■ **DATA EXCERPTS**
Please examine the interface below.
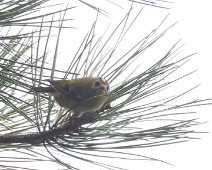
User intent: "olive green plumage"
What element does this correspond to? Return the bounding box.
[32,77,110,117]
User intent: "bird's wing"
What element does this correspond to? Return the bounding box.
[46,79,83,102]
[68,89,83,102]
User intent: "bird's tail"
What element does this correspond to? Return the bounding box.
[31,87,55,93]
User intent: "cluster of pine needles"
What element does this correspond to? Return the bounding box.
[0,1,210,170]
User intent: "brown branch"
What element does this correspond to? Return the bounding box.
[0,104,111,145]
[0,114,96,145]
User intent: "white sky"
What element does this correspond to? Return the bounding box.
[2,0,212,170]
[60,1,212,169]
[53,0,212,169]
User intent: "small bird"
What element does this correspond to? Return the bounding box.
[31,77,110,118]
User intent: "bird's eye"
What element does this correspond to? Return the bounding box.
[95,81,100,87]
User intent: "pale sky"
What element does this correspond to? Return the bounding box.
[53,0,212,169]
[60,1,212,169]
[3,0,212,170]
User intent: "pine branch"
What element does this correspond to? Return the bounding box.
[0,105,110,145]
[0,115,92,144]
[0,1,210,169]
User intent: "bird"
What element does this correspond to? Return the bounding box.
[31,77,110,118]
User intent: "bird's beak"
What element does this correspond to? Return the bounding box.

■ **HOW TO COMPLETE THIS TASK**
All of the material goes into the answer exactly as it stands, except for the pictures.

■ **PROBLEM SOLUTION**
Please examine the interface below.
User intent: "olive green plumage"
What element does this correspond to? Return the bounding box.
[32,77,110,117]
User intent: "bird's wing"
What element does this correspond to? Return the bounding box.
[46,79,83,102]
[68,89,83,102]
User intent: "bird's tail"
What element does this correspond to? Return the bounding box.
[31,87,55,93]
User intent: "cluster of pine needles"
What element does this correspond to? Return the bounding box.
[0,1,210,170]
User intent: "brown branch"
What element does this correspond to? Return the bounding box.
[0,104,111,145]
[0,114,96,145]
User intent: "white sky"
What element does this correspond to? Return the bounding box.
[2,0,212,170]
[60,1,212,169]
[53,0,212,169]
User intent: "small bird"
What element does this correspond to? Return the bounding box.
[31,77,110,118]
User intent: "bird's eye"
What element does this correspond to? Return the bounding box.
[95,81,100,87]
User intent: "pale sky"
What element does this correspond to? Return the bounding box.
[53,0,212,169]
[60,1,212,169]
[3,0,212,170]
User intent: "pine branch"
What element does this correspond to? Return the bounding box.
[0,105,110,145]
[0,115,92,144]
[0,1,210,169]
User intent: "bird"
What element does this correspond to? Return the bounding box.
[31,77,110,118]
User intent: "bird's beak"
What element does this correspond to? Return the bounding box.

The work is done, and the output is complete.